== Alıştırma yönergesi ==
Verilerin "Target: railing" içeren satırla açılıp "[[[409,20],[413,23],[446,20],[446,0],[410,0]]]" içeren satırla kapanan bölümünü, iki uç satır da dahil olmak üzere, sütun adları komut ve yanıt olan iki sütunlu bir CSV olarak biçimlendir. Her metin ile ona ait cevap tek bir satırda yer alsın; her biri satır sonları boşluğa çevrilmiş hâlde ayrı bir tırnaklı alana yazılsın.

== Kayıtlı veriler ==
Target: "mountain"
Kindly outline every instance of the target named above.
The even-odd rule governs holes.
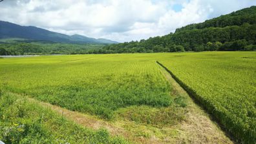
[[[256,50],[256,6],[177,28],[174,34],[110,45],[105,53]]]
[[[0,39],[19,38],[70,43],[117,43],[105,39],[94,39],[80,35],[67,36],[36,26],[25,26],[0,21]]]

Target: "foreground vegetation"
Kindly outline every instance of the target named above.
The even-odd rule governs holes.
[[[256,54],[178,54],[160,63],[242,141],[256,141]]]
[[[14,92],[106,119],[120,108],[173,103],[155,62],[133,59],[118,55],[3,59],[1,84]]]
[[[184,113],[175,107],[186,103],[170,96],[172,88],[158,61],[235,139],[252,143],[255,56],[213,52],[4,58],[0,88],[108,120],[172,126],[184,119],[175,116]]]
[[[38,103],[0,94],[0,139],[6,143],[128,143],[70,121]]]

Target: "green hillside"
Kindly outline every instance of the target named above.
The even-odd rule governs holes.
[[[111,45],[105,53],[255,50],[256,6],[178,28],[173,34]]]

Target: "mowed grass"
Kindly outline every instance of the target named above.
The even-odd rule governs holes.
[[[120,108],[173,102],[170,86],[155,61],[128,55],[3,59],[0,74],[7,91],[106,119]]]
[[[235,138],[256,141],[256,52],[180,53],[159,61]]]
[[[0,139],[5,143],[128,143],[104,129],[69,121],[38,102],[0,93]]]
[[[109,119],[117,112],[125,119],[164,127],[170,122],[162,118],[164,114],[159,122],[157,116],[180,102],[170,96],[172,88],[156,61],[171,71],[235,139],[256,141],[255,52],[5,58],[0,59],[0,87]]]

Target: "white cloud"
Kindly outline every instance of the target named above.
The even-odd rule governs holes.
[[[180,11],[175,5],[182,5]],[[0,20],[118,41],[163,36],[256,5],[254,0],[5,0]]]

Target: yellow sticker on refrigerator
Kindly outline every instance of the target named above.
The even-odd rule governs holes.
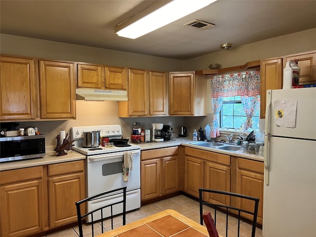
[[[277,110],[276,111],[276,118],[283,118],[284,113],[283,110]]]

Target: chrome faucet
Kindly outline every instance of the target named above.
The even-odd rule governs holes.
[[[229,137],[228,137],[228,136],[227,135],[225,135],[225,137],[227,138],[227,140],[228,140],[228,142],[229,143],[232,143],[233,142],[233,135],[234,135],[234,133],[232,133],[231,135],[230,135]]]

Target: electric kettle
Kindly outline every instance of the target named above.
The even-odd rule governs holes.
[[[179,136],[184,137],[187,136],[187,128],[181,126],[179,127]]]

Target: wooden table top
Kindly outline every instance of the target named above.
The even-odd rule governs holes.
[[[206,228],[173,210],[165,210],[97,237],[206,237]]]

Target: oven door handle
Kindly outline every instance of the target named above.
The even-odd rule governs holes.
[[[97,155],[97,156],[91,156],[88,157],[89,160],[91,161],[95,161],[97,160],[102,160],[103,159],[106,159],[108,158],[114,159],[116,158],[120,158],[124,156],[123,152],[119,153],[112,153],[109,155]],[[137,151],[135,152],[132,152],[132,154],[133,155],[136,154],[140,154],[140,151]]]

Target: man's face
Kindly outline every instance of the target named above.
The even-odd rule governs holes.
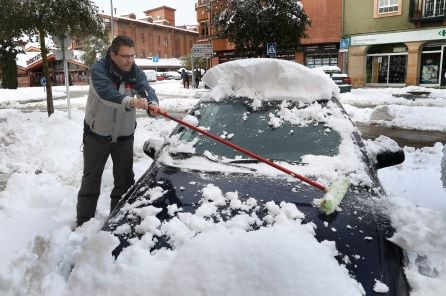
[[[135,61],[135,48],[121,45],[117,53],[111,52],[111,59],[119,70],[129,72]]]

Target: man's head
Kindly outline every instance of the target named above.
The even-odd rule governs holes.
[[[110,57],[123,72],[129,72],[135,61],[135,42],[127,36],[116,36],[109,47]]]

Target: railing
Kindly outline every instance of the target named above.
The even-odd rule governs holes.
[[[409,20],[413,23],[446,20],[446,0],[410,0]]]

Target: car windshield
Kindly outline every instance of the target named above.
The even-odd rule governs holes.
[[[285,104],[286,106],[281,101],[256,102],[232,98],[218,102],[202,102],[194,114],[199,126],[210,133],[271,160],[299,163],[301,157],[308,154],[338,154],[341,136],[324,122],[312,119],[306,119],[304,122],[281,120],[278,115],[284,112],[284,108],[305,114],[305,109],[313,104]],[[326,101],[314,104],[325,106]],[[249,158],[190,129],[181,128],[179,133],[183,141],[196,141],[194,146],[198,155],[209,151],[228,159]]]

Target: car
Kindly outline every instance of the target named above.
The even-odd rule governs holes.
[[[281,74],[272,79],[274,73]],[[255,232],[299,220],[318,242],[335,243],[336,260],[361,287],[358,295],[375,294],[377,282],[386,295],[408,295],[405,253],[388,240],[394,230],[377,177],[378,169],[404,161],[398,144],[386,137],[362,139],[335,97],[333,81],[294,62],[231,61],[208,70],[203,80],[211,90],[182,124],[144,144],[152,164],[102,227],[119,239],[113,255],[138,241],[148,252],[180,249],[212,227]],[[320,188],[184,122],[322,184],[347,176],[350,188],[328,215],[320,210]],[[277,255],[265,256],[274,261]]]
[[[320,69],[333,79],[341,93],[350,92],[352,90],[351,78],[348,74],[343,73],[338,66],[322,66]]]
[[[158,81],[165,80],[165,77],[162,72],[156,72],[156,80]]]
[[[175,80],[181,79],[181,75],[175,71],[164,72],[164,76],[166,77],[166,79],[175,79]]]

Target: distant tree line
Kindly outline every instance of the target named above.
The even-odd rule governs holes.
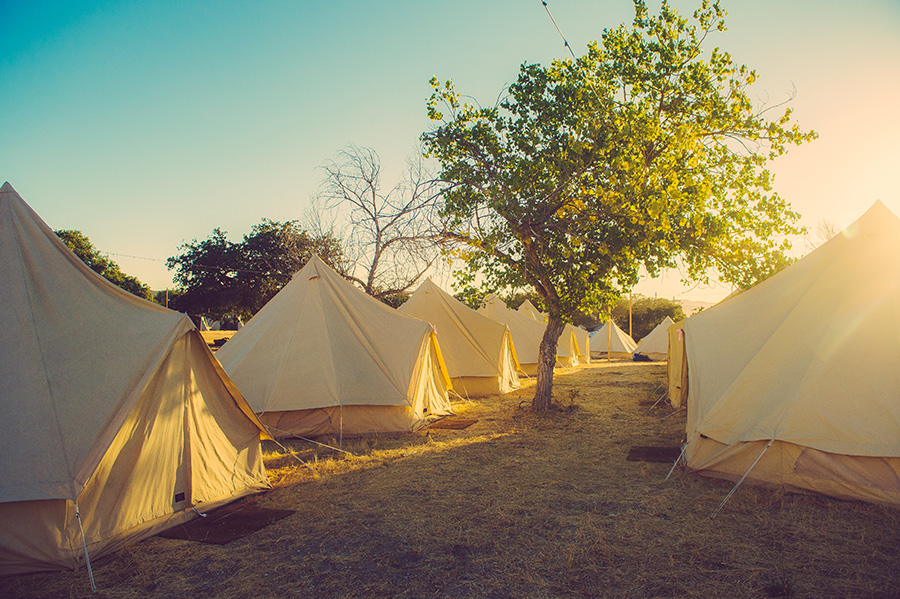
[[[166,261],[178,288],[169,307],[215,320],[253,316],[313,254],[345,274],[340,242],[327,233],[313,235],[296,221],[262,219],[238,242],[216,228],[178,252]]]
[[[107,281],[145,300],[152,301],[150,287],[141,283],[136,277],[126,275],[119,265],[100,253],[87,235],[77,230],[60,229],[54,231],[56,236],[72,250],[81,261]]]

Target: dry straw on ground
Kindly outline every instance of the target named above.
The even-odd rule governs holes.
[[[900,512],[730,486],[626,461],[677,445],[684,412],[655,404],[665,366],[566,369],[559,409],[532,385],[455,404],[465,430],[274,445],[293,516],[224,546],[152,538],[97,560],[97,597],[898,597]],[[3,597],[82,597],[84,571],[0,579]]]

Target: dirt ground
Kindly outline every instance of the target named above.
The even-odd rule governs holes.
[[[292,516],[227,545],[154,537],[97,560],[96,597],[900,597],[900,511],[741,487],[633,446],[677,447],[665,365],[563,369],[458,400],[463,430],[267,445]],[[332,442],[332,441],[330,441]],[[316,474],[313,473],[315,470]],[[2,597],[90,596],[84,570],[0,579]]]

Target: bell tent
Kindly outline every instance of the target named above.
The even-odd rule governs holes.
[[[484,298],[484,304],[478,312],[509,327],[519,367],[529,376],[537,374],[538,354],[544,330],[547,328],[546,323],[535,322],[530,316],[510,310],[506,303],[494,294]],[[560,335],[556,349],[556,366],[572,366],[573,356],[577,364],[578,346],[575,337],[564,332]]]
[[[0,574],[76,568],[268,488],[190,318],[88,268],[0,188]]]
[[[216,356],[276,436],[406,432],[451,413],[432,326],[316,256]]]
[[[842,234],[687,319],[687,465],[900,504],[900,219]]]
[[[519,386],[519,364],[509,327],[479,314],[427,279],[399,308],[431,323],[453,390],[482,397]]]
[[[612,331],[610,331],[612,324]],[[612,320],[591,333],[592,358],[631,358],[637,343]]]
[[[534,304],[531,303],[531,300],[522,302],[516,311],[520,314],[524,314],[535,322],[543,324],[545,327],[547,326],[547,315],[535,308]],[[574,340],[570,339],[570,336],[573,337]],[[560,345],[565,345],[566,348],[569,348],[568,353],[566,353],[566,349],[563,350],[563,353],[566,354],[563,356],[565,359],[561,360],[563,365],[576,366],[578,364],[590,364],[590,333],[584,329],[579,329],[578,327],[567,323],[566,328],[563,330],[563,334],[560,336]],[[557,348],[557,354],[559,354],[559,348]]]
[[[669,327],[674,321],[666,316],[662,322],[653,327],[647,336],[641,339],[634,349],[634,354],[641,354],[651,362],[664,362],[669,359]]]

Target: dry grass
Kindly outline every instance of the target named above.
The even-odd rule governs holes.
[[[455,404],[461,430],[267,454],[260,505],[297,513],[225,546],[148,539],[98,560],[98,597],[898,597],[900,513],[729,490],[625,460],[677,445],[665,366],[595,363]],[[520,403],[522,405],[520,406]],[[84,571],[0,579],[3,597],[89,595]]]

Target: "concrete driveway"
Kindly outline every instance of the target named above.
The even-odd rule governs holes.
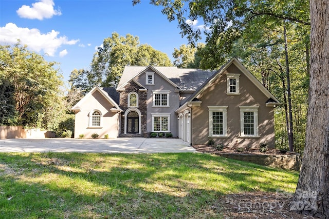
[[[115,139],[4,139],[1,152],[104,153],[195,152],[180,139],[122,137]]]

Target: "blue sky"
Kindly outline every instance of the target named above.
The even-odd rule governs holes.
[[[170,23],[161,8],[149,3],[133,6],[131,0],[0,0],[0,44],[12,45],[20,38],[47,61],[60,63],[65,81],[75,68],[89,67],[95,48],[114,32],[138,36],[141,44],[173,60],[174,48],[188,41],[181,37],[176,21]]]

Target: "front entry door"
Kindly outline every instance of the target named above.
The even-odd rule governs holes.
[[[139,120],[138,114],[136,112],[130,112],[127,115],[127,133],[138,134]]]

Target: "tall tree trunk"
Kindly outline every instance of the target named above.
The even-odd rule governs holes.
[[[290,208],[329,218],[329,3],[310,0],[310,78],[304,155]]]
[[[288,41],[286,26],[283,26],[284,35],[284,53],[286,58],[286,73],[287,74],[287,92],[288,94],[288,112],[289,112],[289,128],[288,129],[288,140],[289,150],[294,151],[294,128],[293,127],[293,109],[291,107],[291,91],[290,86],[290,70],[289,69],[289,58],[288,56]]]

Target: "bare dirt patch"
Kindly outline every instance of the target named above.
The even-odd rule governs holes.
[[[245,192],[225,195],[220,204],[225,218],[314,218],[290,211],[291,194],[284,192]]]
[[[215,149],[213,146],[209,145],[194,145],[193,148],[197,151],[203,153],[210,153],[215,154],[219,153],[241,153],[244,154],[267,154],[267,155],[276,155],[276,154],[285,154],[282,153],[280,151],[272,148],[268,148],[266,152],[263,153],[258,149],[246,149],[243,152],[239,152],[236,151],[235,148],[224,147],[221,151]]]

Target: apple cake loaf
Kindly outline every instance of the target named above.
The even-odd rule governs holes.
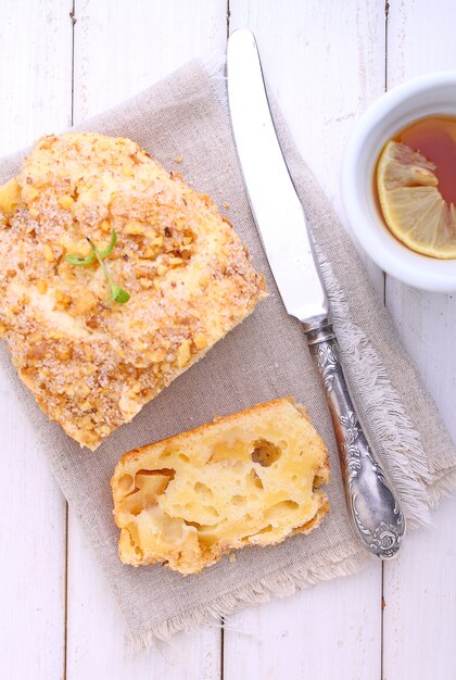
[[[265,295],[237,234],[129,139],[40,139],[0,188],[0,332],[48,416],[94,450]]]

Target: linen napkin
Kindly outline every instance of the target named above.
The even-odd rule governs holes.
[[[296,153],[278,112],[276,123],[314,231],[353,396],[395,482],[409,527],[426,524],[430,506],[456,483],[455,446],[350,238]],[[211,616],[359,570],[370,557],[349,525],[332,426],[302,327],[286,314],[252,221],[231,137],[223,74],[208,74],[202,64],[192,62],[79,129],[129,137],[165,167],[181,173],[195,189],[208,193],[249,247],[270,291],[202,362],[94,453],[80,449],[41,414],[1,348],[3,372],[91,538],[131,638],[138,646],[148,646],[155,637],[166,639]],[[24,153],[0,162],[0,181],[18,171]],[[182,162],[177,166],[178,156]],[[216,415],[284,395],[307,407],[329,448],[331,511],[321,527],[277,546],[244,549],[237,553],[236,562],[224,557],[202,574],[186,578],[160,565],[138,569],[123,565],[117,557],[118,530],[110,489],[121,455]]]

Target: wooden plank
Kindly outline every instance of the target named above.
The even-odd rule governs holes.
[[[381,3],[345,3],[341,12],[335,0],[231,0],[230,10],[230,30],[244,26],[255,33],[266,77],[297,147],[340,211],[346,137],[384,87]],[[381,294],[383,277],[376,267],[370,273]],[[377,679],[380,604],[381,566],[373,565],[350,579],[228,617],[224,677]]]
[[[218,680],[219,628],[195,628],[150,652],[136,652],[92,546],[73,516],[68,533],[67,680]]]
[[[201,53],[224,50],[225,1],[76,1],[75,123],[148,87]],[[71,517],[67,677],[215,680],[220,630],[200,628],[172,646],[135,654],[92,550]],[[90,578],[87,578],[87,575]],[[102,650],[102,652],[101,652]]]
[[[71,5],[2,3],[0,154],[68,124]],[[64,672],[66,504],[4,376],[0,412],[0,677],[56,680]]]
[[[452,0],[392,2],[388,27],[388,85],[421,73],[454,68]],[[387,304],[439,410],[456,437],[455,295],[414,290],[387,279]],[[446,501],[431,529],[408,538],[384,568],[384,677],[446,680],[456,668],[456,502]]]
[[[378,565],[227,618],[224,679],[368,680],[380,675]]]

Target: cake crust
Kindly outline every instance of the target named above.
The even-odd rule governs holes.
[[[97,260],[66,260],[106,249],[113,231],[104,262],[124,304]],[[265,295],[207,196],[134,141],[97,134],[42,138],[0,188],[0,332],[18,374],[92,450]]]

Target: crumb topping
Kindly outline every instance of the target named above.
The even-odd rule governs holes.
[[[130,293],[107,301],[109,255]],[[0,332],[41,408],[90,449],[130,420],[264,293],[231,225],[128,139],[45,137],[0,188]]]

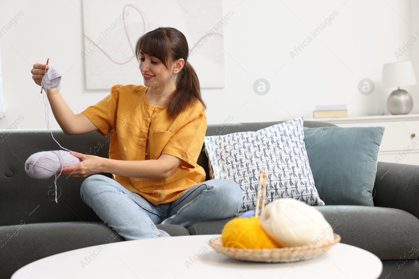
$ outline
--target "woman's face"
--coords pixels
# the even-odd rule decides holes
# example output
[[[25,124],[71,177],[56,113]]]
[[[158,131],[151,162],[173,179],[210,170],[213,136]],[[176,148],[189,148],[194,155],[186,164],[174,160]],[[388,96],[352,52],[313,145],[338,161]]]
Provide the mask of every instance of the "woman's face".
[[[173,78],[174,80],[174,74],[171,73],[156,57],[140,54],[140,69],[142,75],[144,85],[148,87],[155,85],[155,82],[163,82],[167,84]]]

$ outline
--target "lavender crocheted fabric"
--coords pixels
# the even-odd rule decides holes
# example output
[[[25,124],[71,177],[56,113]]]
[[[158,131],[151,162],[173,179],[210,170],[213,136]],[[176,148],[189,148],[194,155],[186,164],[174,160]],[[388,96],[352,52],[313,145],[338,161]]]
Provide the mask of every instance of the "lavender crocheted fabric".
[[[55,88],[58,87],[59,83],[61,82],[61,75],[52,67],[50,67],[49,69],[47,70],[41,82],[41,85],[44,86],[44,89],[47,89]]]

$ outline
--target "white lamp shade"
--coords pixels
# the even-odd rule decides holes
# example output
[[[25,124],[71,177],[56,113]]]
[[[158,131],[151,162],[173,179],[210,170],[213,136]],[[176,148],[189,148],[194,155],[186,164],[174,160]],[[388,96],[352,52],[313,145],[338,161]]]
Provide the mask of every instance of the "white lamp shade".
[[[384,64],[381,87],[398,87],[417,84],[411,61]]]

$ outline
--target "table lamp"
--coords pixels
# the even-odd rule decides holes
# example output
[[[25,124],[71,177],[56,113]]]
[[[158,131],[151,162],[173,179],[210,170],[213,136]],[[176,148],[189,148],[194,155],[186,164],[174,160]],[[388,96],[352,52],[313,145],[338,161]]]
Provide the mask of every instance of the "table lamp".
[[[387,99],[387,108],[392,114],[407,114],[413,108],[413,100],[407,91],[400,86],[417,84],[411,61],[384,64],[383,66],[381,87],[397,87]]]

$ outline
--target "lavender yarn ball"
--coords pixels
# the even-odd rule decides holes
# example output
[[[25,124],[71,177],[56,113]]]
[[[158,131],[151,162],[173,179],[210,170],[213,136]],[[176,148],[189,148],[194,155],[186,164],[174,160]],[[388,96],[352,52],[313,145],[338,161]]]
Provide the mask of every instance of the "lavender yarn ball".
[[[25,170],[31,177],[47,179],[61,168],[81,161],[81,160],[68,151],[43,151],[33,154],[28,158],[25,163]]]

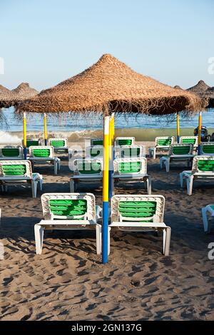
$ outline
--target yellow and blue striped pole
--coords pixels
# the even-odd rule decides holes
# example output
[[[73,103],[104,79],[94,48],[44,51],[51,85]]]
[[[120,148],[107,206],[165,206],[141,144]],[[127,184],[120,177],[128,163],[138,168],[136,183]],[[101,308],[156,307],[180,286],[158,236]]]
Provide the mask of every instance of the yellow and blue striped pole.
[[[24,158],[25,160],[26,160],[26,113],[23,113],[23,147],[24,147]]]
[[[180,142],[180,121],[179,121],[179,114],[177,112],[177,142]]]
[[[113,124],[114,114],[113,113],[110,118],[109,121],[109,172],[108,172],[108,199],[111,200],[112,197],[112,189],[111,189],[111,178],[113,169]]]
[[[44,136],[45,140],[45,145],[48,144],[48,133],[47,133],[47,120],[46,120],[46,114],[44,113]]]
[[[198,115],[198,155],[201,153],[201,112],[199,112]]]
[[[108,263],[108,163],[109,163],[109,116],[103,121],[103,225],[102,262]]]

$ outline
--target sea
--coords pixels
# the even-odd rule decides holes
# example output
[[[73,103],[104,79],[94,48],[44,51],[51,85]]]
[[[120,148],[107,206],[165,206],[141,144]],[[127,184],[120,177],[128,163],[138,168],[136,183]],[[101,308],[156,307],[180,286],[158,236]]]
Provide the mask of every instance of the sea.
[[[22,119],[14,113],[14,108],[3,108],[3,121],[0,123],[0,144],[21,143]],[[198,126],[198,113],[193,116],[180,116],[180,135],[193,135]],[[214,109],[202,112],[202,124],[214,133]],[[116,136],[134,136],[136,140],[154,140],[156,136],[176,135],[176,116],[150,116],[143,114],[117,115],[115,118]],[[44,136],[43,116],[27,114],[27,137],[42,138]],[[49,137],[65,137],[70,142],[81,141],[84,138],[100,138],[103,133],[103,118],[93,113],[78,114],[62,113],[47,115],[47,128]]]

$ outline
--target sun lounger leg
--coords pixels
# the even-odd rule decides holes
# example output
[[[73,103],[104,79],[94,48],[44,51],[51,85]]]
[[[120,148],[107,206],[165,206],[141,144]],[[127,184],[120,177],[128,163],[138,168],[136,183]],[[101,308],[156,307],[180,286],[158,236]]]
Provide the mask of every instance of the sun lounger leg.
[[[36,242],[36,254],[41,254],[42,252],[44,228],[39,225],[35,225],[34,233]]]
[[[148,194],[151,195],[151,176],[148,177],[148,178],[146,180],[146,182],[147,182],[147,192],[148,192]]]
[[[206,234],[209,234],[210,232],[210,230],[211,230],[211,222],[208,220],[208,215],[207,215],[207,212],[209,212],[208,210],[208,206],[206,206],[206,207],[202,208],[202,210],[201,210],[203,228],[204,228],[204,231]]]
[[[36,180],[31,181],[31,188],[32,188],[32,197],[36,197],[36,190],[37,190],[37,183]]]
[[[183,187],[183,173],[180,172],[179,175],[179,177],[180,177],[180,187]]]
[[[75,192],[75,189],[76,189],[75,182],[74,182],[73,179],[71,179],[70,180],[70,192],[71,192],[71,193],[73,193]]]
[[[102,227],[100,225],[96,226],[96,253],[101,254],[101,241],[102,241]]]
[[[192,195],[193,193],[193,176],[191,175],[186,180],[188,195]]]
[[[166,227],[163,230],[163,252],[165,256],[168,256],[170,254],[171,238],[171,228]]]
[[[156,159],[156,148],[153,148],[153,159],[154,160]]]

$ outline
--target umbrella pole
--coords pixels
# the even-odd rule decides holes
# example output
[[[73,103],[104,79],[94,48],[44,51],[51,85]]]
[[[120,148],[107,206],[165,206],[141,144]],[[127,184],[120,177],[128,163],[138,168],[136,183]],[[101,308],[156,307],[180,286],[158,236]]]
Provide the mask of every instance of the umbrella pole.
[[[113,173],[113,114],[111,116],[109,121],[109,171],[108,171],[108,200],[110,200],[112,197],[112,185],[111,178]]]
[[[201,153],[201,112],[198,115],[198,155]]]
[[[108,263],[108,160],[109,160],[109,116],[104,117],[103,168],[103,225],[102,262]]]
[[[47,145],[48,144],[47,120],[46,120],[46,114],[45,113],[44,114],[44,135],[45,145]]]
[[[23,113],[23,147],[24,158],[25,160],[26,160],[26,113]]]
[[[180,142],[180,122],[179,122],[179,114],[177,112],[177,142]]]

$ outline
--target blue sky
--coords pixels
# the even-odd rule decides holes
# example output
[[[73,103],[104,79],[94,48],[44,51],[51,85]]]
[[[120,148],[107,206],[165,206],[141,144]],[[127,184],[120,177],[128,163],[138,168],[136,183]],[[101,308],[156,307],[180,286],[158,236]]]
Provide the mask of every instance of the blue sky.
[[[0,84],[56,85],[111,53],[188,88],[214,57],[213,0],[0,0]]]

== Eksiksiz yanıt ==
komut,yanıt
"Target: railing Kindly outline every instance of the target named above. The even-odd rule governs holes.","[[[409,20],[413,23],[446,20],[446,0],[410,0]]]"